- [Data entries]
----
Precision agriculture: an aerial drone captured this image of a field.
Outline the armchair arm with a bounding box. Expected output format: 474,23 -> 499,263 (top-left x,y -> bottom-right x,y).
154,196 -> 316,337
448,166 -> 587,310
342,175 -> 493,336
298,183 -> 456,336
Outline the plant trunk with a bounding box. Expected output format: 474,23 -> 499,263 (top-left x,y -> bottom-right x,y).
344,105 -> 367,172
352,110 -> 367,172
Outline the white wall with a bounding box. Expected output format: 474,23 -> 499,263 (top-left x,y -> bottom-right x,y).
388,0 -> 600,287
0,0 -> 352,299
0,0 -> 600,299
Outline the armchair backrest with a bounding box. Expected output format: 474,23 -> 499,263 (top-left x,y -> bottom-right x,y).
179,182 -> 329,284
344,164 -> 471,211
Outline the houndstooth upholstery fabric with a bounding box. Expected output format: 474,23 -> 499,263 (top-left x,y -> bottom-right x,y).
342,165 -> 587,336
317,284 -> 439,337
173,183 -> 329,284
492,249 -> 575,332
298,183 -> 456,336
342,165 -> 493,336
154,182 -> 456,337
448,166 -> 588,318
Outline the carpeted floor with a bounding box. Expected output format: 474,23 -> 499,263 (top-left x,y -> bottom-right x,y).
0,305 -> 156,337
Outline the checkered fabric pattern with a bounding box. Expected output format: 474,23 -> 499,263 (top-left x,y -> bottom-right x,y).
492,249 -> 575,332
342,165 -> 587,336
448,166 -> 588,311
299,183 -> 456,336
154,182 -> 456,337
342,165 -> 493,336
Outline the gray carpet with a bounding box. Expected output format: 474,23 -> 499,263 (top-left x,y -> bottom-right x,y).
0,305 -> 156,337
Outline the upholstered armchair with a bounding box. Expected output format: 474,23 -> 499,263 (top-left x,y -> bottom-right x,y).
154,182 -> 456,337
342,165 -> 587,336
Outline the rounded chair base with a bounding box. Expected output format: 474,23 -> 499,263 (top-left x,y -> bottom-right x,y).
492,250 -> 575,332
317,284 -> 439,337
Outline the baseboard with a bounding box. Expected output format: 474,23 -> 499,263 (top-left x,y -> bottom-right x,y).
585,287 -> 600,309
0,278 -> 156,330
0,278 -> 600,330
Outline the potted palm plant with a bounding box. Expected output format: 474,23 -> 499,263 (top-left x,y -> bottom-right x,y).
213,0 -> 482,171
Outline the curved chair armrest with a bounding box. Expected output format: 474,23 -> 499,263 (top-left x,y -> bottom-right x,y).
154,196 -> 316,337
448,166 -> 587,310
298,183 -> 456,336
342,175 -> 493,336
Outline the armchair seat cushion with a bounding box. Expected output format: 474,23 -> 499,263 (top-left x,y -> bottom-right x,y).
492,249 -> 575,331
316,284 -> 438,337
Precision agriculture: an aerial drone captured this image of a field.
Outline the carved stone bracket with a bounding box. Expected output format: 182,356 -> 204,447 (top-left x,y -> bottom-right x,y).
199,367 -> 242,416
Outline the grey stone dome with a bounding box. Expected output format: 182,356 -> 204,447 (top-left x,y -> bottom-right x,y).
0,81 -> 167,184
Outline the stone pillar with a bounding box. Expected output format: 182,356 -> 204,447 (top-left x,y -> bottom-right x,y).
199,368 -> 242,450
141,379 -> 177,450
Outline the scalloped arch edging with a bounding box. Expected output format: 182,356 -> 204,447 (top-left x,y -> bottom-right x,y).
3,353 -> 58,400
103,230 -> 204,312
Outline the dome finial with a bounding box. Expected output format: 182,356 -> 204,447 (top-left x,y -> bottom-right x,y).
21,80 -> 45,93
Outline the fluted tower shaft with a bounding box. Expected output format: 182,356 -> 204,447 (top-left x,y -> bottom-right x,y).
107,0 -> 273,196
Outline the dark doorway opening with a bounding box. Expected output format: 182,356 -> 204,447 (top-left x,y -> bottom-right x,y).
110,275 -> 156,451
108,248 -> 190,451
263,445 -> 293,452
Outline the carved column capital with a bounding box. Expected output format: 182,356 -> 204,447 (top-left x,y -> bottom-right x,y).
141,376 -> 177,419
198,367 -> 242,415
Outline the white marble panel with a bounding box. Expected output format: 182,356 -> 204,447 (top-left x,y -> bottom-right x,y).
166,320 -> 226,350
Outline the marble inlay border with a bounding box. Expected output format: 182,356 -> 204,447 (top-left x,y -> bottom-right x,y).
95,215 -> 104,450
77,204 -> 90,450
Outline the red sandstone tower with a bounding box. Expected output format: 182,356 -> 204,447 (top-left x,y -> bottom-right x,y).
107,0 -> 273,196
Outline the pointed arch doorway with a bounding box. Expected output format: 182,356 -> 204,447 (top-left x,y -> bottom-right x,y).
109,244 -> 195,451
----
- [What this task involves]
Restate every record exactly, leaving nothing out.

- [Reply to the exercise]
Precision agriculture: an aerial drone captured this image of a field.
Outline the armchair arm with a bounding box. Expected output format: 474,23 -> 499,263 (top-left x,y -> bottom-right x,y).
154,196 -> 316,337
448,166 -> 587,310
342,175 -> 493,336
298,183 -> 456,336
Outline the plant trunk with a bounding box. Expected output format: 474,23 -> 499,263 (top-left x,y -> bottom-right x,y).
344,105 -> 367,172
352,110 -> 367,172
Outline the white wall with a bounding box. Expected output format: 474,23 -> 499,263 (top-left x,y -> bottom-right x,y).
388,0 -> 600,287
0,0 -> 352,299
0,0 -> 600,299
Outline the armchair backrest with a bounding box. Expected output format: 474,23 -> 499,263 (top-left x,y -> bottom-right x,y).
179,182 -> 329,284
344,164 -> 471,211
Outline the houndstooth upholstery fabric with a bounding box. Expected output format: 474,23 -> 499,263 (top-left x,y -> bottom-right x,y).
342,165 -> 587,336
317,284 -> 439,337
173,183 -> 329,284
492,249 -> 575,332
298,183 -> 456,336
342,165 -> 493,336
154,182 -> 456,337
448,166 -> 588,318
Outline the carpeted floor with a bounding box. Expected output format: 474,23 -> 499,263 (top-left x,y -> bottom-right x,y).
0,305 -> 156,337
Outline the checkered fabric pattern with a bounding box. Expected output format: 474,23 -> 499,263 (top-left x,y -> bottom-right x,y).
492,249 -> 575,332
342,165 -> 587,336
448,166 -> 588,311
299,183 -> 456,336
154,182 -> 456,337
342,165 -> 493,336
Outline the gray carpet with a bounding box. Expected output format: 474,23 -> 499,263 (top-left x,y -> bottom-right x,y).
0,305 -> 156,337
Outline the upholstered armchair with a bounding box. Expected output format: 474,23 -> 499,263 (top-left x,y -> bottom-right x,y).
154,182 -> 456,337
342,165 -> 587,336
Outline the rounded chair base with a bounding box. Expected output format: 474,23 -> 499,263 (top-left x,y -> bottom-right x,y).
492,250 -> 575,332
317,284 -> 439,337
Outline the baseboard with a bounding box. Expected output format: 474,23 -> 499,263 (top-left x,y -> bottom-right x,y).
585,287 -> 600,309
0,278 -> 156,330
0,278 -> 600,330
Outline the potted palm plant with a bounding box. Expected output format: 474,23 -> 499,263 (top-left x,y -> bottom-right x,y).
213,0 -> 482,171
Outline the curved chair armrest with a bounding box. Expected output format: 474,23 -> 499,263 (top-left x,y -> bottom-right x,y).
154,196 -> 316,337
448,166 -> 587,310
298,183 -> 456,336
342,175 -> 493,336
Outline the armchair seat cushion with a bounding box. Expected output format: 474,23 -> 499,263 (top-left x,y -> bottom-right x,y).
492,249 -> 575,331
316,284 -> 438,337
Precision agriculture: an aerial drone captured this image of a field.
Outline the carved stone bracket with a bounding box. Expected output format: 182,356 -> 204,447 (top-left x,y -> bottom-right x,y).
199,367 -> 242,416
Outline the grey stone dome with a bounding box. Expected output format: 182,356 -> 204,447 (top-left x,y -> bottom-right x,y).
0,81 -> 167,184
Outline the stone pillar with a bounding box. Expected output format: 182,356 -> 204,447 (top-left x,y -> bottom-right x,y).
199,368 -> 242,450
141,379 -> 177,450
Outline the scalloped arch edging with a bounding box. Expected output format: 182,356 -> 204,447 (top-left x,y -> bottom-right x,y).
3,353 -> 58,400
103,230 -> 204,312
Outline the dome finial with a bounding box. Expected output format: 182,356 -> 204,447 (top-left x,y -> bottom-right x,y).
21,80 -> 45,93
Outline the fluted tower shaft with a bounding box. Expected output format: 182,356 -> 204,447 (top-left x,y -> bottom-right x,y).
107,0 -> 273,196
Outline the dark doorway opening with a bounding box. Expected output format: 182,356 -> 204,447 (top-left x,y -> bottom-right x,y).
110,275 -> 156,451
108,248 -> 190,451
263,445 -> 293,452
Outline the carved column capital with a bounding box. Expected output format: 182,356 -> 204,447 (top-left x,y -> bottom-right x,y).
141,376 -> 177,419
198,367 -> 242,415
Outline the white marble panel with a bounding box. Expected output format: 182,356 -> 204,447 (top-left x,y -> bottom-right x,y).
166,320 -> 226,350
Outline the marble inlay border with a bounding box. Expected output format: 182,356 -> 204,447 (top-left x,y -> bottom-right x,y).
95,215 -> 104,450
77,204 -> 90,450
Outline the red sandstone tower with a bounding box. Expected output format: 182,356 -> 204,447 (top-left x,y -> bottom-right x,y).
107,0 -> 273,196
Outline the pointed arch doorway with a bounding box. Expected output format: 182,356 -> 204,447 (top-left x,y -> bottom-right x,y).
109,244 -> 195,451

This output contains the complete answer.